┏━━

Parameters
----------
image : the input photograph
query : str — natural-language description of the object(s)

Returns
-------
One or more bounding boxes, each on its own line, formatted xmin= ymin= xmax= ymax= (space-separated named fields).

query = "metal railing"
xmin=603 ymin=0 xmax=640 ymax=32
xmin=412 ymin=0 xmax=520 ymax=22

┗━━

What needs to be done
Copy the lines above verbatim.

Final answer
Parameters
----------
image : the input photograph
query : str — natural-language description of the object(s)

Returns
-------
One or more bounding boxes, each on its own line, formatted xmin= ymin= xmax= ymax= (space-separated named fields).

query = "metal railing"
xmin=603 ymin=0 xmax=640 ymax=32
xmin=412 ymin=0 xmax=520 ymax=22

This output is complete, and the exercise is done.